START Recorded information

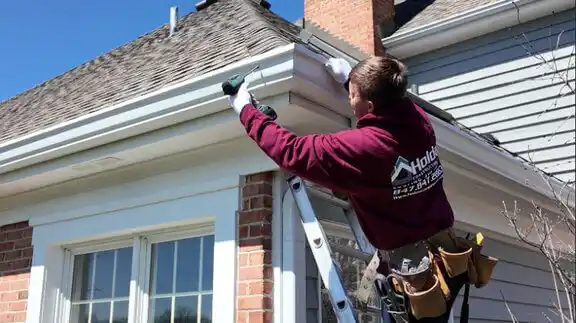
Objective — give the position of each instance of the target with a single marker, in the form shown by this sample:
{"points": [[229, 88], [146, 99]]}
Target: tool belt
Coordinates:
{"points": [[448, 263]]}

END Recorded information

- _Exercise objective_
Word for word, print every record, and leave out any picture.

- _Answer to this problem_
Objective — give the position of each instance of the target with a single marker, in the form shown by this sample:
{"points": [[229, 88], [146, 99]]}
Target: tool belt
Coordinates:
{"points": [[448, 263]]}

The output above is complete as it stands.